INFORMATION SUPPLIED:
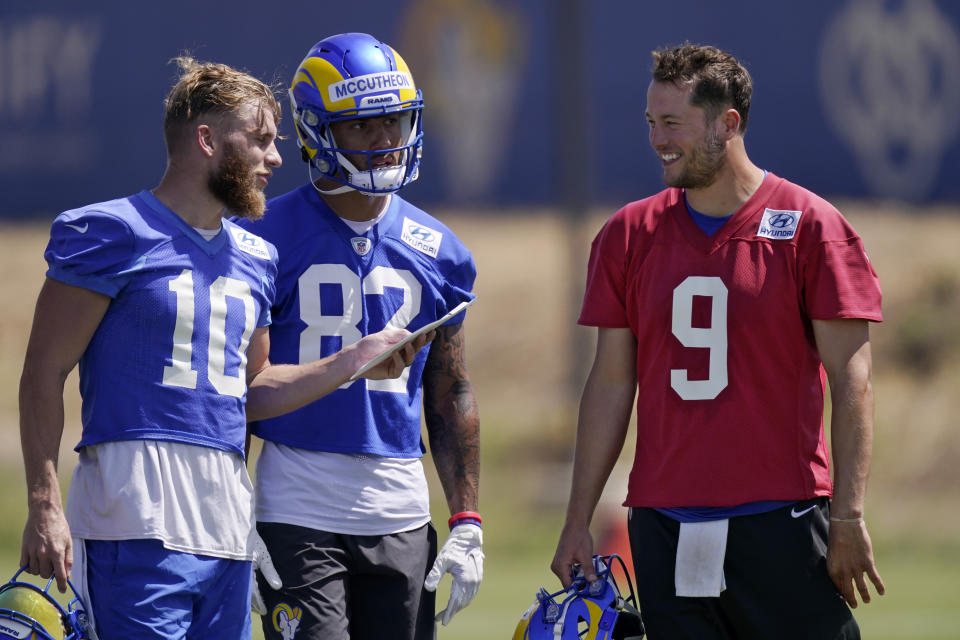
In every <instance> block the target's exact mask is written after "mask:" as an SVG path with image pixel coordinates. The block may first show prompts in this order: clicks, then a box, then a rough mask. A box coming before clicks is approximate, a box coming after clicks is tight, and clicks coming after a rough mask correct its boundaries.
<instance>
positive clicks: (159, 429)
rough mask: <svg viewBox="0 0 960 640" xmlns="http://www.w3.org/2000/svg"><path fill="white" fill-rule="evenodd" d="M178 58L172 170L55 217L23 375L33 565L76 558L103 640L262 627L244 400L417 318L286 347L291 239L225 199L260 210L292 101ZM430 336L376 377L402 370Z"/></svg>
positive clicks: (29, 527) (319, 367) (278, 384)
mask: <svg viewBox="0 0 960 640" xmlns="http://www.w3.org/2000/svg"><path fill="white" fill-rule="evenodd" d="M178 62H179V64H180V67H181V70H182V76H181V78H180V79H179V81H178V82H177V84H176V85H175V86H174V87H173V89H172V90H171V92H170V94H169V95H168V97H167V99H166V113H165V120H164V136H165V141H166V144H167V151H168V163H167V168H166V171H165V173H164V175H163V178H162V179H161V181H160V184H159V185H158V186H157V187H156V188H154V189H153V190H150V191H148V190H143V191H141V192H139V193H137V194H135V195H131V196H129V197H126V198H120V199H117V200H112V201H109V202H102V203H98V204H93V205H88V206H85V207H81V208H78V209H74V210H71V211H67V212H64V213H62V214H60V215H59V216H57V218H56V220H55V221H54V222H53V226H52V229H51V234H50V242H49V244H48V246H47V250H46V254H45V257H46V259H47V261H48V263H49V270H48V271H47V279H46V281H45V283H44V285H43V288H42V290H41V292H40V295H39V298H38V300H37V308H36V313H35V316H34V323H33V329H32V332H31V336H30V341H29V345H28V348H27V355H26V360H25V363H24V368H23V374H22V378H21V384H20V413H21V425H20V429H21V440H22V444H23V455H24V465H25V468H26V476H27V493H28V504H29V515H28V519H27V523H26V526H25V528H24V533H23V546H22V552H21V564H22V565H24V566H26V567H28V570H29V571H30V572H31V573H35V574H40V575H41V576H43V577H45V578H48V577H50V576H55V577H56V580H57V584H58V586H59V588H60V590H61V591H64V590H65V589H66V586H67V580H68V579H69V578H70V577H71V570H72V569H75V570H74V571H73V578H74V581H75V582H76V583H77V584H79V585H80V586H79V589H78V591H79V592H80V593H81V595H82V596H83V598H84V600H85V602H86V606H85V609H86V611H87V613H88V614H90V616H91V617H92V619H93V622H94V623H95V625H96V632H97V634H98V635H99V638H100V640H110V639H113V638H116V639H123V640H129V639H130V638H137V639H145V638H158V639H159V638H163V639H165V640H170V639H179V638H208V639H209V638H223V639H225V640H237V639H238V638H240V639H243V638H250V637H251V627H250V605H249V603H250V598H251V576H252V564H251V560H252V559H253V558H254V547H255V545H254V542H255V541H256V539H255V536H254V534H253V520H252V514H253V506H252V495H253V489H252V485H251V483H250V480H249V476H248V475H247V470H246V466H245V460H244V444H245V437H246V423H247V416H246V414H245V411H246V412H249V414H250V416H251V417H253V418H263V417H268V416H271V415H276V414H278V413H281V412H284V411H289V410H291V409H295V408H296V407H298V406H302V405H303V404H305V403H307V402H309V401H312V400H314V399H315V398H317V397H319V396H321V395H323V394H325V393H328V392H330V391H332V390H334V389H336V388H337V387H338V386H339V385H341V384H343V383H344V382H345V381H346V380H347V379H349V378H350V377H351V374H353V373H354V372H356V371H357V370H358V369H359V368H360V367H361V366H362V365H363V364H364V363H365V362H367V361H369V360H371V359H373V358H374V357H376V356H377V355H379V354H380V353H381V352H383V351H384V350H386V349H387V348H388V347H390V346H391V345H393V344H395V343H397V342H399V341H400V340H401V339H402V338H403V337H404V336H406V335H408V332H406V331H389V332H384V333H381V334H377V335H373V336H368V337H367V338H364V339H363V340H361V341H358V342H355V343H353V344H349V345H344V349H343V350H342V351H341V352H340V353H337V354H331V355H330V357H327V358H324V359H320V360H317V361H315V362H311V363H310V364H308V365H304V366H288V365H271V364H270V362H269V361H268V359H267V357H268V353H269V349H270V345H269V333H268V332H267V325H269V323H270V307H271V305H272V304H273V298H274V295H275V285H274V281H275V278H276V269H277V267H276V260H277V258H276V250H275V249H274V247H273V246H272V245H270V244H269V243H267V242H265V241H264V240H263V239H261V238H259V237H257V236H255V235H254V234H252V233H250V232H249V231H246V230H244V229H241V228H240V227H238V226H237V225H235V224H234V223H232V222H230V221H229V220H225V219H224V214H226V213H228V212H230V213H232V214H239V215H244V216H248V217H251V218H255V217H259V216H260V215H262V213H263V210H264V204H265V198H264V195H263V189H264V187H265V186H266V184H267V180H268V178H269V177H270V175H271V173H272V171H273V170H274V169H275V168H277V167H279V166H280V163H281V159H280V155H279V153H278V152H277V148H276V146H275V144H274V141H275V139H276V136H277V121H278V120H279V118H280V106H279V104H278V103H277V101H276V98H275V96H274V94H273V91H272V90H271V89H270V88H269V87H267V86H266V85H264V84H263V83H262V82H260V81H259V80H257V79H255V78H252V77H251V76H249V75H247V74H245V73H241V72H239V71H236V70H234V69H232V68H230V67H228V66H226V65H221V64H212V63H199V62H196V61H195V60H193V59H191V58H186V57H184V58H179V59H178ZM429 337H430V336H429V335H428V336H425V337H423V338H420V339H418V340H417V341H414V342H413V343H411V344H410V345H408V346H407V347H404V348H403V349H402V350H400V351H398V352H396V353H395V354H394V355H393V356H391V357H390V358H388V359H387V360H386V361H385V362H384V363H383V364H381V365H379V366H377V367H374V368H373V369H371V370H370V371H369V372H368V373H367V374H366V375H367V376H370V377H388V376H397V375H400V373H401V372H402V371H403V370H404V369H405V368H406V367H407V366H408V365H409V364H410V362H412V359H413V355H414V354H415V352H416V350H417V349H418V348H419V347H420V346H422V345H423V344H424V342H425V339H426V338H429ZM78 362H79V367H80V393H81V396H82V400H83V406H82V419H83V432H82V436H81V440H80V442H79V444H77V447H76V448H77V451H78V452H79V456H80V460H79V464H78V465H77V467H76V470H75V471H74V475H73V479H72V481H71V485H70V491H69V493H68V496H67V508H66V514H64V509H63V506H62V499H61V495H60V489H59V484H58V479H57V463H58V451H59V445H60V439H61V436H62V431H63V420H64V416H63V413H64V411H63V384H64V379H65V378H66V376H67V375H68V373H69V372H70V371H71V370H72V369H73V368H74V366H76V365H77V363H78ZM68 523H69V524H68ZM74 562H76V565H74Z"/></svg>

WHAT TO DO: Wherever the string "clicks" occurs in the listing, return the line it sits on.

ANSWER SECTION:
In every <instance> block the target's exact mask is written after "mask:" as an SVG path with image pixel coordinates. The block may first show prompts in this order: clicks, then a box, then a rough mask. A box coming before clicks is approximate, a box coming after clicks is tight, and clicks coming after a rough mask correct its boundaries.
positive clicks: (159, 429)
positive clicks: (29, 527) (319, 367) (278, 384)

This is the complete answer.